-------- Data for this exercise

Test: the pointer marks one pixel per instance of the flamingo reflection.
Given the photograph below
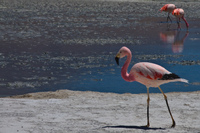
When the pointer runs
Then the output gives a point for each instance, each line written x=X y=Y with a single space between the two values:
x=173 y=37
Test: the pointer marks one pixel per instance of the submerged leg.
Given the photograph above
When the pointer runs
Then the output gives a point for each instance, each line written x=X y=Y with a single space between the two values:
x=169 y=18
x=173 y=122
x=148 y=99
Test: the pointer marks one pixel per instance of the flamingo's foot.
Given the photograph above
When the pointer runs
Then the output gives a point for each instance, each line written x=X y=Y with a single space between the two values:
x=148 y=125
x=173 y=124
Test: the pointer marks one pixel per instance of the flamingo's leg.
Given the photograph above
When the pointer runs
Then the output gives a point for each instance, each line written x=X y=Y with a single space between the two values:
x=148 y=99
x=173 y=122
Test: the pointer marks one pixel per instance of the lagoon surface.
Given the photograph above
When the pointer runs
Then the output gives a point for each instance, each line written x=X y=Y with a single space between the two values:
x=49 y=45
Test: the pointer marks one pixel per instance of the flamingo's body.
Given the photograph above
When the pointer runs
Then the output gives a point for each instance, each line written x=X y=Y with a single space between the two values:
x=148 y=74
x=169 y=9
x=179 y=13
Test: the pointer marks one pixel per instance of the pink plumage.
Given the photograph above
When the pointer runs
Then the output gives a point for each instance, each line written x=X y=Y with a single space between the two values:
x=148 y=74
x=179 y=13
x=169 y=9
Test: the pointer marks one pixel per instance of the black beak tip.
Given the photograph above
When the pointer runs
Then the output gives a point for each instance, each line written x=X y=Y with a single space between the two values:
x=117 y=60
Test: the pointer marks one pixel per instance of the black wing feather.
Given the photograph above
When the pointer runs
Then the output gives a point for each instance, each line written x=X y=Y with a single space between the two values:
x=170 y=76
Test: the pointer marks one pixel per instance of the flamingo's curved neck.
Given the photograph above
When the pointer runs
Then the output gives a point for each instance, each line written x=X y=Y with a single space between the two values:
x=125 y=75
x=187 y=25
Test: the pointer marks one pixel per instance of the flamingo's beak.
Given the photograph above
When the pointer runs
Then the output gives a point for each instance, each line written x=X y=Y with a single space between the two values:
x=117 y=58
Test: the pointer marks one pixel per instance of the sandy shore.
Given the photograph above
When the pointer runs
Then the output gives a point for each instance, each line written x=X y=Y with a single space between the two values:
x=67 y=111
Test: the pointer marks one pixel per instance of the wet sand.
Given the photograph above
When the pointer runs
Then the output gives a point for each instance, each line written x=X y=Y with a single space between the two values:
x=67 y=111
x=41 y=24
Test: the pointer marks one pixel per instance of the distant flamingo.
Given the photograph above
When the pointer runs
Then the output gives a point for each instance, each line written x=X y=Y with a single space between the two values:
x=179 y=13
x=168 y=8
x=148 y=74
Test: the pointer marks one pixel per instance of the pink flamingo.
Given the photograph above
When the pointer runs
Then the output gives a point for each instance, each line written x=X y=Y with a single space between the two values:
x=148 y=74
x=168 y=8
x=179 y=13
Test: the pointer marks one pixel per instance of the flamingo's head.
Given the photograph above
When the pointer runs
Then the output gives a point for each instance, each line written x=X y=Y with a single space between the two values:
x=164 y=8
x=124 y=51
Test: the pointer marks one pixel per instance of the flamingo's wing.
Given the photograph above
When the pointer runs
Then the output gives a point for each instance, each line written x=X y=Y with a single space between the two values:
x=149 y=70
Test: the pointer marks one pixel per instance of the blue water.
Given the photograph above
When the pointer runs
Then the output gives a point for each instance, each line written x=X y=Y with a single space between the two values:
x=72 y=45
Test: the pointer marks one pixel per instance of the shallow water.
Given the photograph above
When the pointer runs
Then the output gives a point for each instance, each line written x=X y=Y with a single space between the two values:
x=55 y=45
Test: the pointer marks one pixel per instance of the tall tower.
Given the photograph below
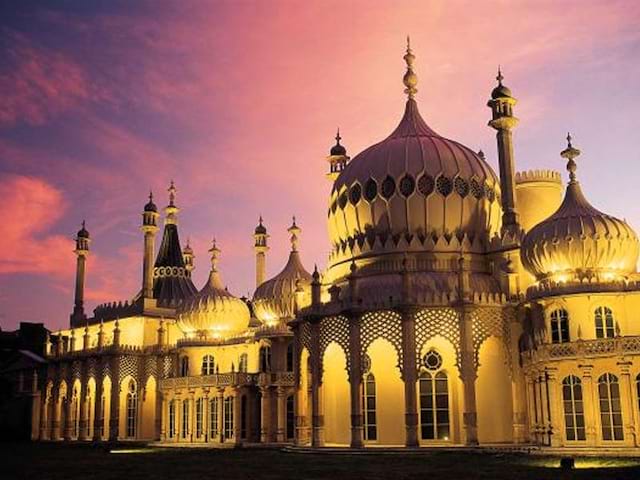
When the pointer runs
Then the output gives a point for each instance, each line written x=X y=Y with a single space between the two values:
x=503 y=121
x=78 y=316
x=149 y=228
x=337 y=158
x=260 y=248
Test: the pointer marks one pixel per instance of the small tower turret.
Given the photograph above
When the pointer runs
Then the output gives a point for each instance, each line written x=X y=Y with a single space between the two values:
x=260 y=248
x=503 y=121
x=337 y=158
x=149 y=228
x=83 y=239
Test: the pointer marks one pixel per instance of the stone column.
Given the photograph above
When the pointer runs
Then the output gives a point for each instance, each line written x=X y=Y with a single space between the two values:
x=98 y=421
x=317 y=418
x=628 y=407
x=281 y=432
x=265 y=414
x=468 y=375
x=355 y=382
x=409 y=376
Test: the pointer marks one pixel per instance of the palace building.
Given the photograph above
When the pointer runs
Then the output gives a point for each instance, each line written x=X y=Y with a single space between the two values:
x=459 y=306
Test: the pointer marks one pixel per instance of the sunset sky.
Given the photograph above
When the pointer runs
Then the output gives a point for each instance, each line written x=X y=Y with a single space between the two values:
x=238 y=102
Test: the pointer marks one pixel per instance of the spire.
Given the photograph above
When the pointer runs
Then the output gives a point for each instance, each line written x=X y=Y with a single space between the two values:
x=571 y=153
x=294 y=231
x=410 y=79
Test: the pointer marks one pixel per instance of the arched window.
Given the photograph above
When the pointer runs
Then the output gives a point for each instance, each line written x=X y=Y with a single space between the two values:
x=185 y=419
x=559 y=326
x=605 y=327
x=265 y=359
x=243 y=363
x=184 y=366
x=369 y=407
x=132 y=409
x=199 y=415
x=290 y=357
x=214 y=425
x=610 y=407
x=573 y=408
x=290 y=418
x=172 y=419
x=228 y=417
x=208 y=365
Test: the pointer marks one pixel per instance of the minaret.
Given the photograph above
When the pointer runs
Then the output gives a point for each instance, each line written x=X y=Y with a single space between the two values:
x=78 y=316
x=337 y=158
x=149 y=228
x=261 y=248
x=501 y=104
x=188 y=256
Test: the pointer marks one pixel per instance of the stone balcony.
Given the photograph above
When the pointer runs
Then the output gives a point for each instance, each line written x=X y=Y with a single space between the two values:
x=580 y=349
x=234 y=379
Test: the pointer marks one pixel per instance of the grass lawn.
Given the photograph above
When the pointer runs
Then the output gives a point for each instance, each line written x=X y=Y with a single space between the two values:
x=68 y=462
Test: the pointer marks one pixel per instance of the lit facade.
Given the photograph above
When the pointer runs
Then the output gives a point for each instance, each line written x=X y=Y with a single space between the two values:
x=458 y=307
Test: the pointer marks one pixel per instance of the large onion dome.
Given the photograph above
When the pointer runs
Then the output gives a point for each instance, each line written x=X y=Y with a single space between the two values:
x=278 y=298
x=413 y=191
x=578 y=242
x=213 y=312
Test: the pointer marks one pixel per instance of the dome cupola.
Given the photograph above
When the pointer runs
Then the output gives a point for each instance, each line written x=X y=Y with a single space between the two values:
x=213 y=313
x=413 y=191
x=279 y=298
x=578 y=243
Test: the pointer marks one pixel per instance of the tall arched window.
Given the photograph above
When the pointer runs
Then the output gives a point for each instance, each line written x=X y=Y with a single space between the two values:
x=199 y=415
x=214 y=425
x=172 y=419
x=265 y=359
x=610 y=407
x=434 y=399
x=184 y=366
x=132 y=409
x=208 y=365
x=228 y=417
x=605 y=327
x=573 y=408
x=559 y=326
x=243 y=363
x=369 y=407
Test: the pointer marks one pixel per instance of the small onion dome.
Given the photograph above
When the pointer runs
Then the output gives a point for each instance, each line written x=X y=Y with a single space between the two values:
x=213 y=312
x=578 y=242
x=501 y=91
x=275 y=299
x=150 y=206
x=260 y=229
x=337 y=149
x=83 y=233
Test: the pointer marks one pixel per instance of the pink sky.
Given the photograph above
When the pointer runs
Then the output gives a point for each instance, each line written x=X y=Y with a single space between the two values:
x=238 y=102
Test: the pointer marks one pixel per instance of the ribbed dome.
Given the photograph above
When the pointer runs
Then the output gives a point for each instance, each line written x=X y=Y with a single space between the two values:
x=414 y=183
x=213 y=312
x=275 y=299
x=578 y=242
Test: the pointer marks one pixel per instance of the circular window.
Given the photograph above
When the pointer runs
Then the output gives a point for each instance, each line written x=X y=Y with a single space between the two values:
x=370 y=190
x=432 y=360
x=407 y=185
x=426 y=185
x=366 y=363
x=355 y=193
x=388 y=187
x=461 y=186
x=342 y=201
x=476 y=189
x=444 y=185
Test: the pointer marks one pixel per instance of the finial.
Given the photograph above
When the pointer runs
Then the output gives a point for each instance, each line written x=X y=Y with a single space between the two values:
x=499 y=77
x=570 y=153
x=410 y=79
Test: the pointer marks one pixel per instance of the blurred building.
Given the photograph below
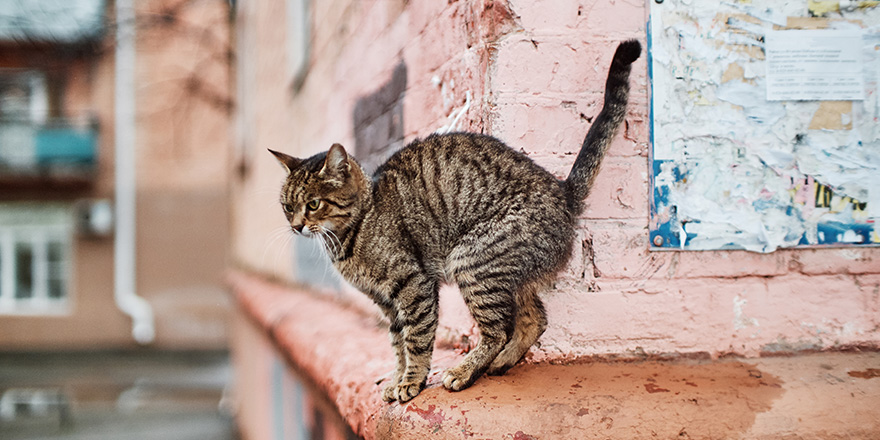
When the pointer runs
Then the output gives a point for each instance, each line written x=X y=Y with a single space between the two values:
x=59 y=195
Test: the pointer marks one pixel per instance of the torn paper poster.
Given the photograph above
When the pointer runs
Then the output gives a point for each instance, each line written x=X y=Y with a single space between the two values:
x=764 y=135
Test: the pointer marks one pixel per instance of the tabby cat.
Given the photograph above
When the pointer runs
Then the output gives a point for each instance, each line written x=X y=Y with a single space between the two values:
x=458 y=208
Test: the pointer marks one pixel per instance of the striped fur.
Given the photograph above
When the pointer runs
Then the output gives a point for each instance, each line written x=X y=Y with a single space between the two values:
x=457 y=208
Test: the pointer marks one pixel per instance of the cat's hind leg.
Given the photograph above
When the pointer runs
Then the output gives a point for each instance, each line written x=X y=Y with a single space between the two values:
x=531 y=321
x=487 y=283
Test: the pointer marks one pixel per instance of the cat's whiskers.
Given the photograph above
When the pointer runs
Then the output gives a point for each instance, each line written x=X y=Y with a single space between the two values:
x=279 y=233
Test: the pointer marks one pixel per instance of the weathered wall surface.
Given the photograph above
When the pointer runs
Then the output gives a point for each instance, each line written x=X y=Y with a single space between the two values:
x=532 y=74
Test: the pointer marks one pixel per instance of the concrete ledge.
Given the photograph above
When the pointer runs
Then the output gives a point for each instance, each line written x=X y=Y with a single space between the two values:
x=348 y=356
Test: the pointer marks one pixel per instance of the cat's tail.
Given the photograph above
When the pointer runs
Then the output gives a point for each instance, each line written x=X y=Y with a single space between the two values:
x=604 y=127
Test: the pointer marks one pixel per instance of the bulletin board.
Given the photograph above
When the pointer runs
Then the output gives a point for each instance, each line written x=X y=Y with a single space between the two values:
x=764 y=124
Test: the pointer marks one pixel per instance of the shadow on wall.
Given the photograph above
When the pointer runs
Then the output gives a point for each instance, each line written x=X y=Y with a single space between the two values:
x=378 y=121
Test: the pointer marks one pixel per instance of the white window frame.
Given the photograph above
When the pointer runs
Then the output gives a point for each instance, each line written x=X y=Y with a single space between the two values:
x=37 y=227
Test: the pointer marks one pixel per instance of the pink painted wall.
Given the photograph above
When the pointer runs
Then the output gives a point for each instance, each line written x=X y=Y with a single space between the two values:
x=535 y=72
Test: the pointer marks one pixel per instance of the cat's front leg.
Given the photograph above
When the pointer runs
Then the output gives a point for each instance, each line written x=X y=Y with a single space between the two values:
x=417 y=317
x=389 y=394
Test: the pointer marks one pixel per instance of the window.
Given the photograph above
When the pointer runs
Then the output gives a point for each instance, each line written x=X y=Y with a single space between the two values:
x=35 y=242
x=23 y=107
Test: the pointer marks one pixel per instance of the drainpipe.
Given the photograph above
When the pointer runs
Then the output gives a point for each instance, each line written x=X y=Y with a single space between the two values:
x=143 y=327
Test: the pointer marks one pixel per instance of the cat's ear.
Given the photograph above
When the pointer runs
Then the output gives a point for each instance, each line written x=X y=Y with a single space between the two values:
x=336 y=164
x=288 y=162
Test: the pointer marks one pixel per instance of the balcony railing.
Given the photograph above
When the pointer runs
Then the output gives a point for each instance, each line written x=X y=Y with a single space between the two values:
x=56 y=152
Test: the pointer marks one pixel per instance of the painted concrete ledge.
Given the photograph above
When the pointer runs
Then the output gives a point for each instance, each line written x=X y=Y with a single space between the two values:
x=811 y=396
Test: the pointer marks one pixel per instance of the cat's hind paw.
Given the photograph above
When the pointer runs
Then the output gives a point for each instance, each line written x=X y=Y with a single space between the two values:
x=403 y=392
x=458 y=378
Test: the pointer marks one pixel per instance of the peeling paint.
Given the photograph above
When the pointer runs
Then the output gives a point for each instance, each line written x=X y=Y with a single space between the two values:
x=740 y=321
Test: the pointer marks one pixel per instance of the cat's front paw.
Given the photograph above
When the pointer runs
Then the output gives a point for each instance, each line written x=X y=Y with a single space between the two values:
x=405 y=391
x=389 y=393
x=458 y=378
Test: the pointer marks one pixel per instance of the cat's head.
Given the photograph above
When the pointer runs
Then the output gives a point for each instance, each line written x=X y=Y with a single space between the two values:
x=324 y=192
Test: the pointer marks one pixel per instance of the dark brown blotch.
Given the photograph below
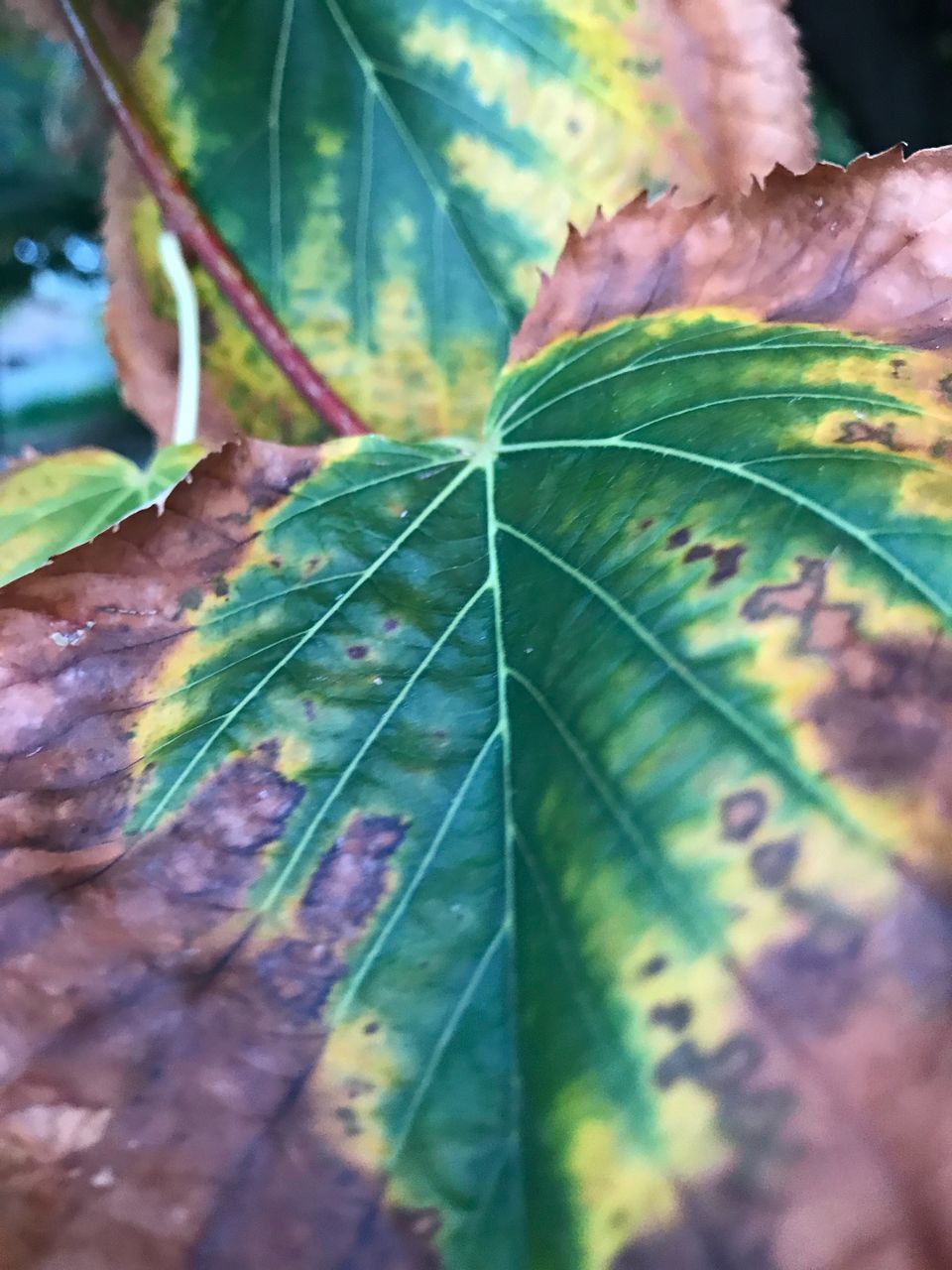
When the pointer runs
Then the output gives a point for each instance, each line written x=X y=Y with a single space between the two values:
x=726 y=564
x=675 y=1015
x=772 y=862
x=699 y=552
x=742 y=815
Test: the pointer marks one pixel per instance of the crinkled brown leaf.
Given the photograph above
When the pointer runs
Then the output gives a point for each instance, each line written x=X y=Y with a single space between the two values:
x=867 y=249
x=711 y=95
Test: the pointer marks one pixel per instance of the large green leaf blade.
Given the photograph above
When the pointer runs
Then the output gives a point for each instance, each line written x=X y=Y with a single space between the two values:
x=526 y=852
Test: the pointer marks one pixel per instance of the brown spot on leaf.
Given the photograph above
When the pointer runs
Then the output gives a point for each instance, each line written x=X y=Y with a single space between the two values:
x=160 y=1088
x=742 y=815
x=726 y=564
x=678 y=539
x=860 y=432
x=772 y=862
x=676 y=1015
x=699 y=552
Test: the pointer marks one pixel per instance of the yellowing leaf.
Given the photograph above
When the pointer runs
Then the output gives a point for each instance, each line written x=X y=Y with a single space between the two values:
x=526 y=852
x=51 y=504
x=394 y=177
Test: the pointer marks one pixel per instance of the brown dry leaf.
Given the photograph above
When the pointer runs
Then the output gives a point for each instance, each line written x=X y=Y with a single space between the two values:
x=712 y=95
x=735 y=68
x=158 y=1107
x=867 y=249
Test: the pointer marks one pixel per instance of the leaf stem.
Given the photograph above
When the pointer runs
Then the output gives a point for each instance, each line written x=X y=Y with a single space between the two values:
x=184 y=218
x=189 y=340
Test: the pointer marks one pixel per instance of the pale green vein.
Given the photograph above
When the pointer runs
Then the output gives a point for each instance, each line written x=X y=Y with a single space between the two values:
x=493 y=530
x=438 y=193
x=155 y=815
x=275 y=197
x=789 y=394
x=312 y=504
x=411 y=888
x=644 y=847
x=443 y=1040
x=714 y=699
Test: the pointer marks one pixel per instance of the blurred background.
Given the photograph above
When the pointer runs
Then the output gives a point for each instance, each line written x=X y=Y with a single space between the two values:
x=881 y=72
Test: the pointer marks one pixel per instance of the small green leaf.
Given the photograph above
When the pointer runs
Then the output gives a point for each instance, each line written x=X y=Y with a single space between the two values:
x=530 y=852
x=51 y=504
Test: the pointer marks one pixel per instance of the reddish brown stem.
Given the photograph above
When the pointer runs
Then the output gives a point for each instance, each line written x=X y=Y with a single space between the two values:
x=182 y=217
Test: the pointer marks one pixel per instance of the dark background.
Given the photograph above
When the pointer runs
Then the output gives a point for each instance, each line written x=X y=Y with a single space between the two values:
x=881 y=72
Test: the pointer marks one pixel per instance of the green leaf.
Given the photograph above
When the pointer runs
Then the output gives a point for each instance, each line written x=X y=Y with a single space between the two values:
x=51 y=504
x=393 y=177
x=529 y=852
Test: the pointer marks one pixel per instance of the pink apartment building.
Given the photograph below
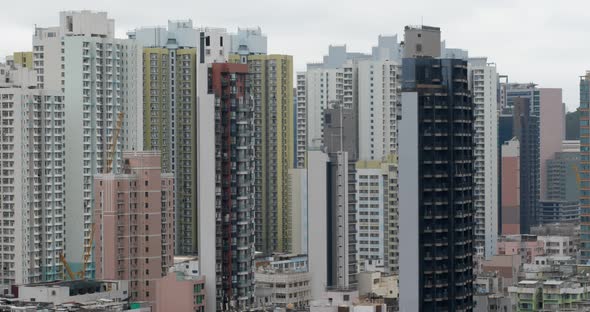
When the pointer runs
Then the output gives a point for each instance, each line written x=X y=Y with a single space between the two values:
x=133 y=224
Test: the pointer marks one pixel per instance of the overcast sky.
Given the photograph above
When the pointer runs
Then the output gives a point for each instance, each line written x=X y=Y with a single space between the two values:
x=542 y=41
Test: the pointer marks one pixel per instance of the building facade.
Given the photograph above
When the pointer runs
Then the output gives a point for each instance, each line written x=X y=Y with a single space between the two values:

----------------

Task instructions: Copy verbatim the lines of the records above, from the line containing "Test: the pointer marks one pixel per instance of the weathered" through the line containing "x=764 y=124", including both of those lines.

Written reply:
Test: the pointer marks one pixel per instance of the weathered wall surface.
Given the photograph above
When the pointer runs
Then the output gives a point for each instance, each line written x=X y=Y with a single space between the two values:
x=532 y=74
Test: the pointer marks one pixel per instance of the concrete ledge.
Given the photograph above
When the pointer runs
Then the output gives a point for each instance, each line written x=X y=Y with a single space between the two values:
x=348 y=356
Test: the pointer marks one pixel per instance of the cat's tail.
Given the photograph above
When the pointer runs
Then the output gives a point for each instance, each line written x=X y=Y with a single space between the two values:
x=604 y=127
Test: the pointer marks one pixel per instance of the bulletin board.
Given the photograph above
When the pointer runs
Then the output gives a point for each instance, each line written x=X y=Y with a single space between the two values:
x=764 y=124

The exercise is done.